Écosse : les indépendantistes dans les cordes suite à une décision de la Cour suprême britannique — qui fait écho au renvoi sur la sécession du Québec

Lors des dernières élections de 2021, les indépendantistes ont été reportés au pouvoir en Écosse, en demandant un mandat pour organiser un nouveau référendum d’autodétermination.

Le premier ministre britannique d’alors, Boris Johnson, très impopulaire en Écosse, avait réagi en opposant à son homologue Nicola Sturgeon une fin de non-recevoir, alors que les sondages d’opinion donnent l’indépendance écossaise à un niveau record — avec 49 % de Oui pour 45 % de Non, et 5 % d’indécis selon les résultats d’un sondage révélés le 30 novembre.

Enregistrements d'un jeu de données:
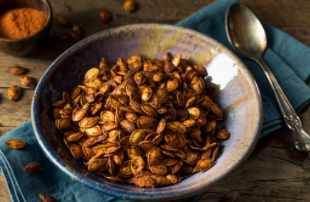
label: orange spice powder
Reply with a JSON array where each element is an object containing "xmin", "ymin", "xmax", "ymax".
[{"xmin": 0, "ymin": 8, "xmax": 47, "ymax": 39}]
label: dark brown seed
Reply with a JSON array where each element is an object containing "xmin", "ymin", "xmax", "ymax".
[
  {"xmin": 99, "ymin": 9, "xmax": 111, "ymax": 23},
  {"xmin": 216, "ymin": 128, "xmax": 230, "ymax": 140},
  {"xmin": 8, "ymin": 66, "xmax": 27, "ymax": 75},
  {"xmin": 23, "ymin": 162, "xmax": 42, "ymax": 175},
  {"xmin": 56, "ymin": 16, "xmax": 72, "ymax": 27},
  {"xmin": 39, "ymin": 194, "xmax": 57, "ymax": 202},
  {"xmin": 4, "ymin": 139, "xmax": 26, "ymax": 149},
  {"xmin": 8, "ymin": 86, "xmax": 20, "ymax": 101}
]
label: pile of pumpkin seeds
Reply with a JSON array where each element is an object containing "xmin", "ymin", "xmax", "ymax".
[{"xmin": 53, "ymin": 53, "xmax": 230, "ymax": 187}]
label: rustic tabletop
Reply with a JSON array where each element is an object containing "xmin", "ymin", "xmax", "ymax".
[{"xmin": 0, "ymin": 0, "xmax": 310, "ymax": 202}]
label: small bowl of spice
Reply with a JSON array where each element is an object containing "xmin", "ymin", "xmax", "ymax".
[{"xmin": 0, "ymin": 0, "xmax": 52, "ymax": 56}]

__BUT DE L'EXERCICE__
Reprenez l'article sur l'indépendance de l'Écosse après sa dernière phrase.

__RÉPONSE RÉDIGÉE__
En 2013, c’est ce même Parti conservateur dont est issu Boris Johnson qui avait permis au Parlement écossais d’adopter une loi visant à l’organisation d’un référendum d’autodétermination. Les sondages portaient alors l’option indépendantiste à environ 30 %, avant d’atteindre 45 % dans les urnes lors du vote, en 2014. La procédure employée pour organiser ce référendum a suscité les plus vifs débats parmi les constitutionnalistes britanniques, sur la possibilité du Parlement écossais d’en organiser un nouveau [sans l’aval de Londres].

Soucieux d’agir en toute légalité, le gouvernement écossais a donc appelé la plus haute cour du royaume à se prononcer sur cet enjeu. Sa réponse, rendue en novembre, qui prend en compte des considérations tant juridiques que politiques, s’établit en écho direct avec le renvoi sur la sécession du Québec rendu en 1998 par la Cour suprême du Canada. Elle place néanmoins le mouvement indépendantiste écossais dans une situation radicalement différente. Comme je l’ai développé dans ma thèse de doctorat, la nature des deux États conditionne les prétentions comme la teneur du message nationaliste.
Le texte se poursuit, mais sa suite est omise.